= 阅读材料 =

====

TwoSum

description

Given an array of integers, return indices of the two numbers such that they add up to a specific target.

You may assume that each input would have exactly one solution, and you may not use the same element twice.

Example:

Given nums = [2, 7, 11, 15], target = 9,

Because nums[0] + nums[1] = 2 + 7 = 9,
return [0, 1].

analysis

an array of integers 意味着无序，正负都有可能。无法通过比较target与num的数之间大小关系来减少遍历数。
没有多余的限制条件，故第一反应是暴力搜索Brute Force：

def twoSum(nums, target):
    
    for i in range(len(nums)):
    # 没有说明正负 故下面错误
        # if target>0 & target< nums[i]:
            # continue
        for j in range(i+1, len(nums)):
            if target == (nums[i]+nums[j]):
                return [i, j]

submit：exceed time limitation when the array is large
时间复杂度 n^2
空间复杂度 1
超时，考虑用空间换时间。
此处涉及知识点 hash表
当选取一个好的哈希函数时，从哈希表中查询数据的时间代价可以视为1. When a collision occurreds, a look up can degenerate to O(n) time.
通过查找元素是否在哈希表中来减少时间。

code

def twoSum(nums, target):

    storage = {}
    for i in range( len(nums)):
        if nums[i] not in storage:
            storage[ target- nums[i]] = i
        else:
            return [storage[nums[i]], i]

====

= 数据摘录 =

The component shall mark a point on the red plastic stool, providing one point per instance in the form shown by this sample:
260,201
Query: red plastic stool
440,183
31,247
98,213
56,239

====

根据阅读材料回答：
(a) 暴力搜索解法的时间复杂度和空间复杂度分别是多少？
(b) 材料说无法通过比较 target 与数组中数的大小来减少遍历数，给出的原因是什么？
(c) 改进后的代码中，在 storage 里存入的键和值分别是什么？

= 练习答案 =
(a) 时间复杂度 n^2，空间复杂度 1。
(b) 数组是 an array of integers，意味着无序，正负都有可能。
(c) 键是 target - nums[i]，值是下标 i。